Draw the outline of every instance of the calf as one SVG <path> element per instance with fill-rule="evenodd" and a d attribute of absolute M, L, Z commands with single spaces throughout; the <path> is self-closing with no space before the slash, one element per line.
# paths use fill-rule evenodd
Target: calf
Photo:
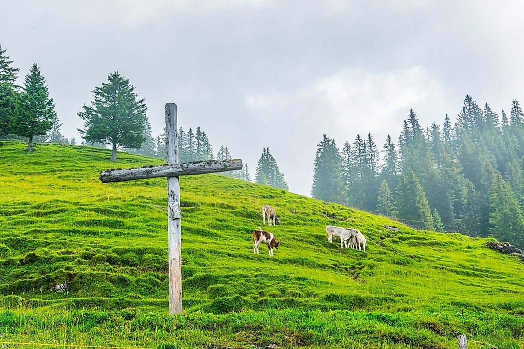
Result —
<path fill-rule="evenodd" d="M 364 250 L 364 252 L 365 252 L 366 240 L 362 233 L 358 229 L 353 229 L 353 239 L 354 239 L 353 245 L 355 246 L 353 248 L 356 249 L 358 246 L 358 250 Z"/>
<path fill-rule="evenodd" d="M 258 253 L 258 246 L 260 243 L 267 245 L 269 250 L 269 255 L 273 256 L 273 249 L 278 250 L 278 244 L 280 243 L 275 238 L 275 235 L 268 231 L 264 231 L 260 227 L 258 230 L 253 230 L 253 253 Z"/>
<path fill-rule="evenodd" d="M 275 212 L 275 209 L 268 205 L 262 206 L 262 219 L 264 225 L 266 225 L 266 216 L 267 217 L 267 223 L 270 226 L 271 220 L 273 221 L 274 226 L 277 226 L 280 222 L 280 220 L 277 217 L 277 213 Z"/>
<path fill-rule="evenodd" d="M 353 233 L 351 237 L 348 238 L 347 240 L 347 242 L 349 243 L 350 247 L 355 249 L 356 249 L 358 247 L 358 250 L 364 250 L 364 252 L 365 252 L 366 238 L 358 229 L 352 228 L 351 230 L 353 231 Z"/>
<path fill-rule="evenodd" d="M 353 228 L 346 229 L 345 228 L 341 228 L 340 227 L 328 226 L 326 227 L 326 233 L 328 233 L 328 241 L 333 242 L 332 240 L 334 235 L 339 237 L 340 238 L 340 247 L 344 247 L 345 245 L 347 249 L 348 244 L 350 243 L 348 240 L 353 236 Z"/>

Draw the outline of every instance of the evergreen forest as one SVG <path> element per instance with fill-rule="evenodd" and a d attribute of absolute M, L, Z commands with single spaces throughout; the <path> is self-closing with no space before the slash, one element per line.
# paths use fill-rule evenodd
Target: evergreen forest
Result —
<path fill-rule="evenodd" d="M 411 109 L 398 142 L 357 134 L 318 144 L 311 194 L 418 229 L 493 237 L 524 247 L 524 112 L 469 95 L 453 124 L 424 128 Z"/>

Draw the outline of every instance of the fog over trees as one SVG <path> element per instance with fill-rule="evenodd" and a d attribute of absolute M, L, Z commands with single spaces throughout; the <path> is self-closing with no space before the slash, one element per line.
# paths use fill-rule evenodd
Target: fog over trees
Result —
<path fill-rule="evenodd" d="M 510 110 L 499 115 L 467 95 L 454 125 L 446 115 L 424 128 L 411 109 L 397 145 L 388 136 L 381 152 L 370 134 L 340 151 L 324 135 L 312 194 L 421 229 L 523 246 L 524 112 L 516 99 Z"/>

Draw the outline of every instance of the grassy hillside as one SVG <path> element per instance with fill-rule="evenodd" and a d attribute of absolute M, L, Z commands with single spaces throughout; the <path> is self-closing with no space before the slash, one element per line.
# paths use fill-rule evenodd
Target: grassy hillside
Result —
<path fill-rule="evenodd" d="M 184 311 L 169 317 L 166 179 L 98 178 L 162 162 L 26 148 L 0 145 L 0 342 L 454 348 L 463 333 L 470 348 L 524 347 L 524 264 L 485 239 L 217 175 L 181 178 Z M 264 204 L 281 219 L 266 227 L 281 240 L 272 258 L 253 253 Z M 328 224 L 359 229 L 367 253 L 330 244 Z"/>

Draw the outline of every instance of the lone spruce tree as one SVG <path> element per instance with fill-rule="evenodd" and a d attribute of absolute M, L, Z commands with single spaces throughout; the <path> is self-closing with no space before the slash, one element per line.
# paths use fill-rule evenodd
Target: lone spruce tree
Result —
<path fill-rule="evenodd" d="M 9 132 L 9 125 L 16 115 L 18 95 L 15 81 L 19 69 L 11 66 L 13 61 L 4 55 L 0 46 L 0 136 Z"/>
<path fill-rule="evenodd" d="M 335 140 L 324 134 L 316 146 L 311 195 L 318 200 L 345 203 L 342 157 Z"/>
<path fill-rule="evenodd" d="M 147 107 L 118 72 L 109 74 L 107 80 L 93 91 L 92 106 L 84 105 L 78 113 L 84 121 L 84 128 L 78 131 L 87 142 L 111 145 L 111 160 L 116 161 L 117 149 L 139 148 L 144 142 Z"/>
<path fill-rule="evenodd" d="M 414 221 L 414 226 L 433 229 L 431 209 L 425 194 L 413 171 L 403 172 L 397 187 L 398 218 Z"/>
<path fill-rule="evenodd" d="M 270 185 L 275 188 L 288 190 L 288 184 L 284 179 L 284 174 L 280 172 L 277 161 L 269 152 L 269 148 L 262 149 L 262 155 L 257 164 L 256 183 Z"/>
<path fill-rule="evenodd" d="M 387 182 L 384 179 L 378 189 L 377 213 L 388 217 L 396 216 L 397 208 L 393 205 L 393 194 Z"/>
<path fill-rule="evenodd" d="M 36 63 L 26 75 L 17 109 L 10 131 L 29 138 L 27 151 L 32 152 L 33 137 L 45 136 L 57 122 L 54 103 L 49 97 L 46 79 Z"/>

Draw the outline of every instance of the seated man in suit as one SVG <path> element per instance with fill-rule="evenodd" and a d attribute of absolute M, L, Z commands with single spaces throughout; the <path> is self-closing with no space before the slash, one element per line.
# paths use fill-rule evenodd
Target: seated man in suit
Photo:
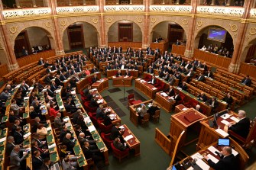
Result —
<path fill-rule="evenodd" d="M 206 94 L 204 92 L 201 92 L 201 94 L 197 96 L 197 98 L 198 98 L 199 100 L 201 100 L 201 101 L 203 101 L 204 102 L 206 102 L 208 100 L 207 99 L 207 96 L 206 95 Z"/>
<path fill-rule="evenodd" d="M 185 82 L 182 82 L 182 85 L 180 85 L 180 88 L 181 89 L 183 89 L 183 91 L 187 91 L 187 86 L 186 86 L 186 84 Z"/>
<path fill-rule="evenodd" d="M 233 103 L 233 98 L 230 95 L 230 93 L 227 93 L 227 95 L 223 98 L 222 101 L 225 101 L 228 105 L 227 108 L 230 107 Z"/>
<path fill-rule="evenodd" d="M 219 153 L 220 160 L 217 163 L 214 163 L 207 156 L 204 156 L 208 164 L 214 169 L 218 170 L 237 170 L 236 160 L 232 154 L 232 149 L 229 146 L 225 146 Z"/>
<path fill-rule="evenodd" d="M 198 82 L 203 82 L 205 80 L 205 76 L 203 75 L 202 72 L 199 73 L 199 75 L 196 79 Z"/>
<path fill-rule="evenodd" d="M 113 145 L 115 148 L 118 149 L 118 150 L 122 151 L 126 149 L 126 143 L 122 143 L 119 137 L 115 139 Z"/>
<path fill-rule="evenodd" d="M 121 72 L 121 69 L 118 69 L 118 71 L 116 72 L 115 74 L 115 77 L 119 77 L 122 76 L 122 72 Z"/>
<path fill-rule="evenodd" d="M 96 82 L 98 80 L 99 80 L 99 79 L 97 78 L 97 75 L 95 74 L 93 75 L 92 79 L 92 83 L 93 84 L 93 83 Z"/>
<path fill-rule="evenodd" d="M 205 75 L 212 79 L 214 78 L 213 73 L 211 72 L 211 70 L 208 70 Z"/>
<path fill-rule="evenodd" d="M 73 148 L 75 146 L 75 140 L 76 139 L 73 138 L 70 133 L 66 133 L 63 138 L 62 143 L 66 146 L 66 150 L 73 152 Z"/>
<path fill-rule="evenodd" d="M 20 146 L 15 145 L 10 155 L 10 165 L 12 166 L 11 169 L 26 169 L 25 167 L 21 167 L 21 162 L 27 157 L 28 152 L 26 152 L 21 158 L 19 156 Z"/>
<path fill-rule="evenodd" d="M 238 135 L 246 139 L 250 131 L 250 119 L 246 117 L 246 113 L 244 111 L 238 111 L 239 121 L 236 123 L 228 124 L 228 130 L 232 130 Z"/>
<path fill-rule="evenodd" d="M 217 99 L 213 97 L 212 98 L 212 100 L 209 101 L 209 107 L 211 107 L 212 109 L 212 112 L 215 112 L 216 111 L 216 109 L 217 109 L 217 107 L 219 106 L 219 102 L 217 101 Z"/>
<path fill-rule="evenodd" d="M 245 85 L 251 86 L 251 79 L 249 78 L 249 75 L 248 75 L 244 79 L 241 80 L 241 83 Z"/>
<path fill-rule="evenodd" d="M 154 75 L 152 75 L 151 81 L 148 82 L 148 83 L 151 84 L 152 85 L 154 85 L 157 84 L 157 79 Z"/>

------------

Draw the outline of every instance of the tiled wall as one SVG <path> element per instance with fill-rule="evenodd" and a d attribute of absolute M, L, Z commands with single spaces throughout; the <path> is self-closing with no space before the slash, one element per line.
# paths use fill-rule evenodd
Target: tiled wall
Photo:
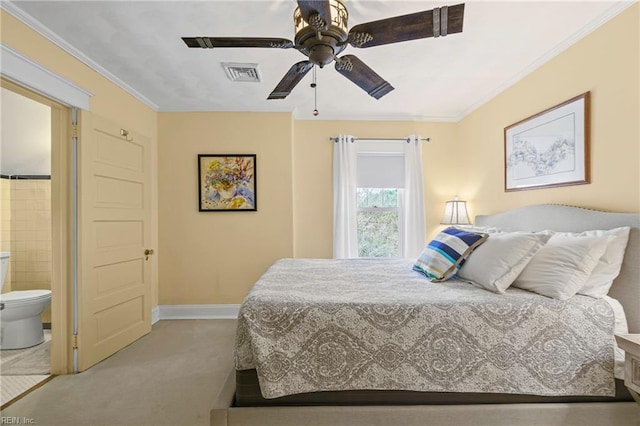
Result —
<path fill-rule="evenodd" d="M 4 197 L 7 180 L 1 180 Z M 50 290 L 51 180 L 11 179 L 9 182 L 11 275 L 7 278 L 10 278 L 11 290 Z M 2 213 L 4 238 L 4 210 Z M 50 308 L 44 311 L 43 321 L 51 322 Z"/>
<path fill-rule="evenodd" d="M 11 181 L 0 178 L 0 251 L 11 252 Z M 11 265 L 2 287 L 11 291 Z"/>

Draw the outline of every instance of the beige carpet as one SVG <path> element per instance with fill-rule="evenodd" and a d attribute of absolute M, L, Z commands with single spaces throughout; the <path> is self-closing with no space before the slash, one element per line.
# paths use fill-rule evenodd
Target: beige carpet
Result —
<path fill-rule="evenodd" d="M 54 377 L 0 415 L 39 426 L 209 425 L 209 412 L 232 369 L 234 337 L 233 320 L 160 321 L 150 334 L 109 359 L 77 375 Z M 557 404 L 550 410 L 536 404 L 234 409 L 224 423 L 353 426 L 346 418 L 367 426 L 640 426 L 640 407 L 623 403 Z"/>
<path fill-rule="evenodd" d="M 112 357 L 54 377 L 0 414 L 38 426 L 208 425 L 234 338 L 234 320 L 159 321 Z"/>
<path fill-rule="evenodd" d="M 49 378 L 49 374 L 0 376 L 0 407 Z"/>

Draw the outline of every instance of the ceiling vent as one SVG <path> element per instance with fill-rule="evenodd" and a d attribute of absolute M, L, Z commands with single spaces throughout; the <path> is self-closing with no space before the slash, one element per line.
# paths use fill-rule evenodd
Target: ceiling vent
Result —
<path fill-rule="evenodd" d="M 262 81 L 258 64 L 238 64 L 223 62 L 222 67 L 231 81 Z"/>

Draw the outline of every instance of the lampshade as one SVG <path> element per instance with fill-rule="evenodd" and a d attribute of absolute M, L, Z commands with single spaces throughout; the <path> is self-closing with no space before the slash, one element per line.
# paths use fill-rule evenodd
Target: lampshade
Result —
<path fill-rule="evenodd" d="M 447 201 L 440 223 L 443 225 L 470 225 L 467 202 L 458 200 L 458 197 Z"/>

------------

WHAT YOU ARE ASKED TO DO: Copy the records word for word, everything from the line containing "Draw the outline of every instance of the calf" down to the line containing "275 212 L 275", both of those lines included. Leave the pictures out of your copy.

CORRECT ANSWER:
Draw the outline of every instance of the calf as one SVG <path> element per instance with fill-rule="evenodd" and a d attribute of absolute M, L, Z commands with single spaces throughout; the <path> is self-closing with no space before the slash, one element per line.
# paths use fill-rule evenodd
Target: calf
Photo:
Result —
<path fill-rule="evenodd" d="M 364 250 L 364 252 L 365 252 L 366 240 L 362 233 L 358 229 L 353 229 L 353 239 L 354 239 L 353 245 L 355 246 L 353 248 L 356 249 L 358 246 L 358 250 Z"/>
<path fill-rule="evenodd" d="M 258 253 L 258 246 L 260 243 L 267 245 L 269 250 L 269 255 L 273 256 L 273 249 L 278 250 L 278 244 L 280 243 L 275 238 L 275 235 L 268 231 L 264 231 L 260 227 L 258 230 L 253 230 L 253 253 Z"/>
<path fill-rule="evenodd" d="M 275 212 L 275 209 L 268 205 L 262 206 L 262 219 L 264 225 L 266 225 L 266 216 L 267 217 L 267 223 L 270 226 L 271 220 L 273 221 L 274 226 L 277 226 L 280 222 L 280 220 L 277 217 L 277 213 Z"/>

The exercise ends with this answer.